DOCUMENT EXTRACT
⟨
The road not taken

Men will be boys.  A long time ago, I handled a tradename infringement case, for the first (and last) time.  No biggie; a couple of bars, on the opposite side of town, which had similar names.  I didn't find anything about it especially interesting, and even if I had been at a point in my career where I could specialize in a particular field, that wouldn't have been it.

Which is too bad, because if I'd decided to pursue that, I might have wound up with a customer like Bikinis Sports Bar & Grill, trying to fend off Hooters in its claim to be "America's ONLY Breastaurant."

Yes, you read that right.  It seems that restaurants with a theme combining sports and scantily-clad waitresses are the fastest-growing type of eating establishment (they're in a separate category), now a billion-dollar industry which has proven virtually recession-proof.  Although Hooters was first at the party, plenty of others have shown up:  there's Twin Peaks (motto:  "Eats.  Drinks.  Scenic views."), Tilted Kilt, Bone Daddy's (and no, I didn't make that up), Mounds O'Fun (okay, I did make up that one), and several others.
⟩
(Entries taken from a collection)
⟨
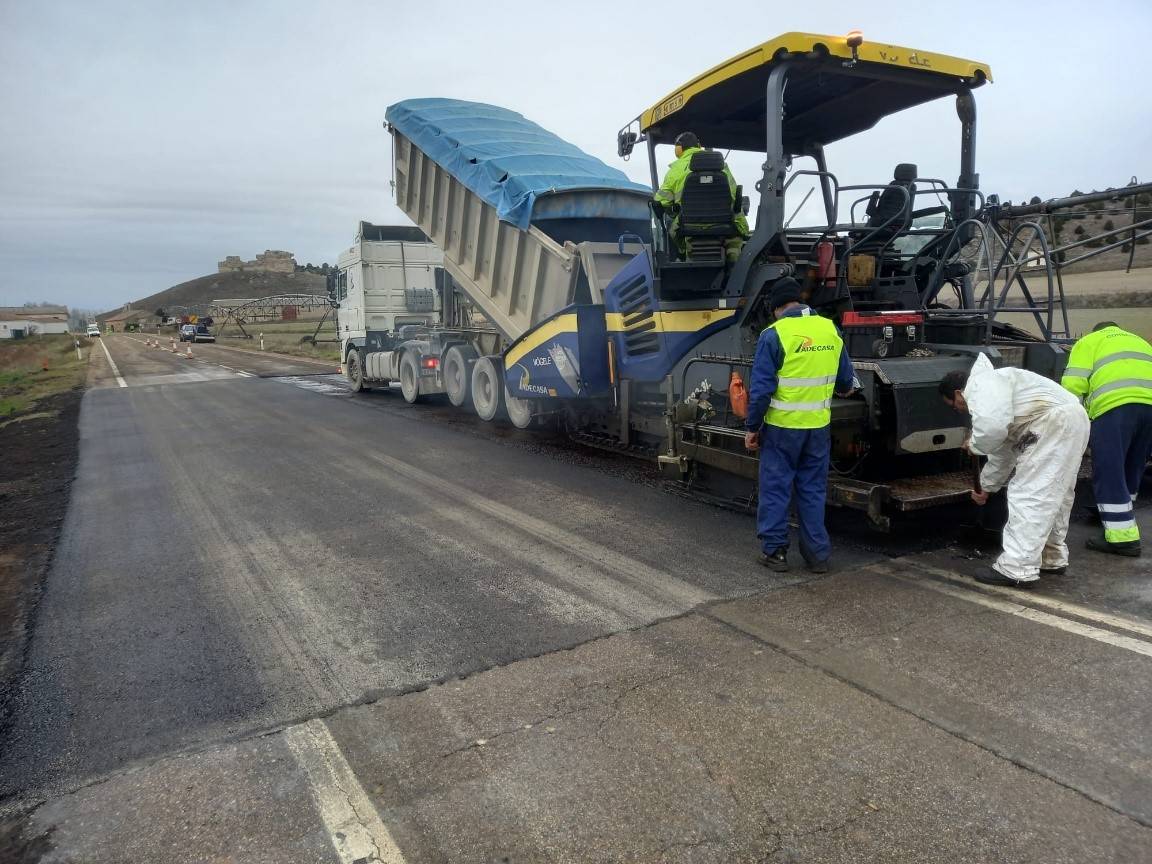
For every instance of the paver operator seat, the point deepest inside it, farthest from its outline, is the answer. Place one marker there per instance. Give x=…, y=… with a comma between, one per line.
x=891, y=204
x=706, y=218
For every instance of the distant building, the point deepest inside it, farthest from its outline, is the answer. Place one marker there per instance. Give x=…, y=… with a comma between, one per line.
x=20, y=321
x=271, y=260
x=128, y=318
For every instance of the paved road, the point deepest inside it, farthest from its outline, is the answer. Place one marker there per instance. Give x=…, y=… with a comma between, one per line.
x=288, y=623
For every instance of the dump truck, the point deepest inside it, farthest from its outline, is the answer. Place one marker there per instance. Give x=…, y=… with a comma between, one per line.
x=571, y=295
⟩
TASK DIRECTIONS
Can you sum up the piece about themed sports bars in two sentences?

FINAL ANSWER
The writer once handled a tradename infringement case between two bars with similar names, found it uninteresting, and never pursued that field. Had the writer done so, a client might have been Bikinis Sports Bar & Grill, which is fending off Hooters' claim to be "America's ONLY Breastaurant" in the fast-growing, billion-dollar, virtually recession-proof industry of sports-themed restaurants with scantily-clad waitresses, where Hooters came first and others such as Twin Peaks and Tilted Kilt followed.